» Your task: Copy out the whole listing below word for word, leaving out the pictures.

» Data rows:
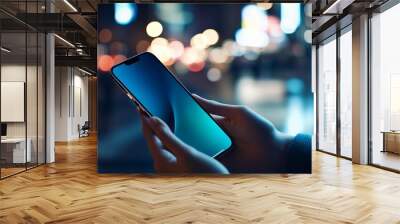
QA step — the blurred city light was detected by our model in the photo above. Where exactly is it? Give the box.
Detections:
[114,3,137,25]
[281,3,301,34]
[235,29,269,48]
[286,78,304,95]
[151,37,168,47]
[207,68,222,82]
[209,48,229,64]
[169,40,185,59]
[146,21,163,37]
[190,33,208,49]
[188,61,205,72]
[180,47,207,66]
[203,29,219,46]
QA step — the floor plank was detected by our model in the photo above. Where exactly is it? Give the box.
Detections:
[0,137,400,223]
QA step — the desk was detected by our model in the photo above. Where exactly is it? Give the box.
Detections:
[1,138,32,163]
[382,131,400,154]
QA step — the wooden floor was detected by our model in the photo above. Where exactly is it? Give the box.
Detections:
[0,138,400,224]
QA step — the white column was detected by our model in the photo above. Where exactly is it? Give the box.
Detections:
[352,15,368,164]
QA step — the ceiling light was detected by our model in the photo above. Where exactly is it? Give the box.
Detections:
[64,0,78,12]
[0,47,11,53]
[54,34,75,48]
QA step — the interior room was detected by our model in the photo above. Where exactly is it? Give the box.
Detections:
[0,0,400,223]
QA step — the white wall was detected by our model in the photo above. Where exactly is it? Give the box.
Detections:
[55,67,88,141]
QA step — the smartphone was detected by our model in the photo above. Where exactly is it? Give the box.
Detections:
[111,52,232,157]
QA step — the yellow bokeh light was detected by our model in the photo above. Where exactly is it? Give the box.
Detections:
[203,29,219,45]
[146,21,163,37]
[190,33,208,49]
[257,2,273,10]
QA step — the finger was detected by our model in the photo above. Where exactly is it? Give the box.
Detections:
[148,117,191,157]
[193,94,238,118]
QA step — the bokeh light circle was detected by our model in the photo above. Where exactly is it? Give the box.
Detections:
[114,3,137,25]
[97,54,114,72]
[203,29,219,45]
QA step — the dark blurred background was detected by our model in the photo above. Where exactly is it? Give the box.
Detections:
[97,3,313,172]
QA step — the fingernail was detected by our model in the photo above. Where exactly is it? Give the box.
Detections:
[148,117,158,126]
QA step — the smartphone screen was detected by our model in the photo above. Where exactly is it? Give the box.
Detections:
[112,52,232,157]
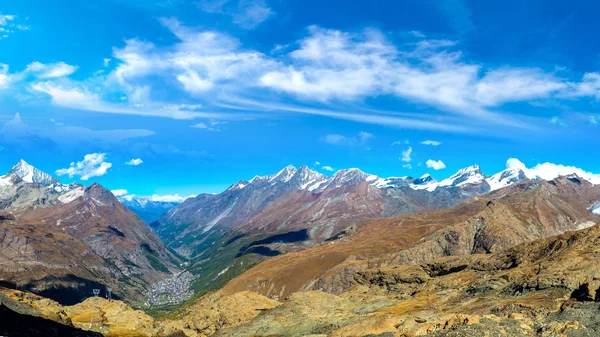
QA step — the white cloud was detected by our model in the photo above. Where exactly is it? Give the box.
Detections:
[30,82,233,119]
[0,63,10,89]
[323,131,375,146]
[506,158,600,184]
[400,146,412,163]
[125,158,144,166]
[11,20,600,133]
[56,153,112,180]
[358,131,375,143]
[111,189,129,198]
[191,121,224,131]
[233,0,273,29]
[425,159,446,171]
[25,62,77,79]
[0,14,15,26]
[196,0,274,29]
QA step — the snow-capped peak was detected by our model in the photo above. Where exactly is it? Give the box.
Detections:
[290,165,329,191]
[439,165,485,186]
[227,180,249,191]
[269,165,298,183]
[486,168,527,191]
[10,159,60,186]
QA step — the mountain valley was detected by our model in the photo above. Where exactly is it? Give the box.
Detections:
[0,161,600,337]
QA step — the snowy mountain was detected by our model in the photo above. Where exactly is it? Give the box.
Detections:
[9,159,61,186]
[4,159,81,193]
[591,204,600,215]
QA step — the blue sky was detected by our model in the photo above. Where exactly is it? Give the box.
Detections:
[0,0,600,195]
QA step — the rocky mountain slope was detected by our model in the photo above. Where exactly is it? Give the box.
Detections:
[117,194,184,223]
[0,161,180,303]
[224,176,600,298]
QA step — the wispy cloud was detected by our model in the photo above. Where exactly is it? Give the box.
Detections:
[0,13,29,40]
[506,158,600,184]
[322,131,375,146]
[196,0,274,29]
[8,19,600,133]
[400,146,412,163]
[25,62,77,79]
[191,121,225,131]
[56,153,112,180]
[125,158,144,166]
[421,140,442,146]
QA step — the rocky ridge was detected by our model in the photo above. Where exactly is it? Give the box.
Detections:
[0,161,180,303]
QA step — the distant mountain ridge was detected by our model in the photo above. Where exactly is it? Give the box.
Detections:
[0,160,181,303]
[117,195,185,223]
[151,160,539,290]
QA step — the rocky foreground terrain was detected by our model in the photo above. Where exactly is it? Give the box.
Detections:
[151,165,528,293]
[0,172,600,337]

» Answer below:
QA step — the blurred city light was detected by our model in the photo above. Where exactly is it? Give the box.
Detections:
[114,3,137,25]
[281,3,301,34]
[235,29,269,48]
[286,78,304,95]
[151,37,168,47]
[207,68,222,82]
[209,48,229,64]
[169,40,185,59]
[146,21,163,37]
[190,33,208,49]
[188,61,205,72]
[180,47,207,66]
[203,29,219,46]
QA step — the floor plank was detected by our model in the photo above. Where exactly is it? Give the box.
Detections:
[0,137,400,223]
QA step — the desk was detected by our model in the photo above. Where exactly is it? Give the box.
Detections:
[1,138,32,163]
[382,131,400,154]
QA step — the wooden floor was detected by our model in the photo above. Where exactly is it? Give the box.
Detections:
[0,138,400,224]
QA step — the white column was detected by our model in the photo above. Where exactly is it? Give the box.
Detections:
[352,15,368,164]
QA step — the ceiling light was detected by our model in the photo above. Where exactly is it? Give the box.
Detections:
[64,0,78,12]
[0,47,11,53]
[54,34,75,48]
QA step — the interior room was detected by our model in the photo above. Where exactly is it? Give the box.
Detections:
[0,0,400,223]
QA step — the white wall was detected by our model in the photo above. Where exactly is it? Give the box.
Detections:
[55,67,88,141]
QA step — the smartphone was detected by our model in the photo above. Where exactly is it? Give the box.
Detections:
[111,52,232,157]
QA step — the yellow bokeh light was detected by our model in the photo above. Where exactly is it? Give the box.
Detections:
[203,29,219,45]
[146,21,163,37]
[190,33,208,49]
[257,2,273,10]
QA step — the finger was detected by our model in the photo above. Where exactly is it? Give the box.
Detections:
[148,117,191,157]
[193,94,238,118]
QA step — the bokeh light circle was detected by our model in the photo above. Where exactly is it? Give the box.
Detections:
[114,3,137,25]
[97,54,114,72]
[203,29,219,45]
QA step — the dark blurred background was detected by our model in the photo above. Where exactly is it? Give the box.
Detections:
[97,3,313,172]
QA step — the fingernail was detected by our model in the photo above. Where exactly is it? Give the box.
Detections:
[148,117,158,126]
QA step — the smartphone screen was detected by our model in the photo above. Where exactly is it? Give the box.
Detections:
[112,52,232,157]
QA step — the white cloud was detected by our model in the photo above. Where exactly is it? Give the box.
Detections:
[30,82,233,119]
[0,63,10,89]
[323,131,375,146]
[506,158,600,184]
[400,146,412,163]
[125,158,144,166]
[11,20,600,133]
[56,153,112,180]
[358,131,375,143]
[111,189,129,198]
[191,121,224,131]
[233,0,273,29]
[425,159,446,171]
[25,62,77,79]
[0,14,15,26]
[196,0,274,29]
QA step — the snow-capped peak was detected by our model in the photo above. Where exactly is it? Give the box.
Detections:
[290,165,329,191]
[439,165,485,186]
[227,180,249,191]
[269,165,298,183]
[486,168,527,191]
[10,159,60,186]
QA step — the mountain valley was detected by our model in the photo above. Where exactly is it? Give the box.
Detections:
[0,161,600,337]
QA step — the snowy mountain was detected by our model in the photo above. Where exactly is it? Give the box.
Detections:
[9,159,61,186]
[4,159,81,193]
[591,204,600,215]
QA step — the blue sky was detected by our model in the photo above. Where exactly is it? Give the box.
Detections:
[0,0,600,195]
QA step — the rocky mountain slope was detected by our model in the photo above. Where exactly is it? Give the box.
Detections:
[117,194,184,223]
[0,161,180,303]
[224,176,600,298]
QA step — the wispy cloud was detected by our model in the photo above. Where exactly is it? Give the box.
Detections:
[0,13,29,40]
[506,158,600,184]
[322,131,375,146]
[196,0,274,29]
[8,19,600,133]
[400,146,412,163]
[25,62,77,79]
[191,121,225,131]
[56,153,112,180]
[125,158,144,166]
[421,140,442,146]
QA step — the rocky ridge was detected by our model in the photo above. Where exactly is it? Give the box.
Detections:
[0,161,180,303]
QA step — the distant mountain ridge was detected by our model in the photo above. Where exactly is it? Give the box.
Detections:
[0,160,181,303]
[117,195,185,223]
[151,160,539,290]
QA step — the rocky foreground terrain was detected by our model in the photo above. Where exactly is it? Give the box.
Detections:
[151,165,528,293]
[0,172,600,337]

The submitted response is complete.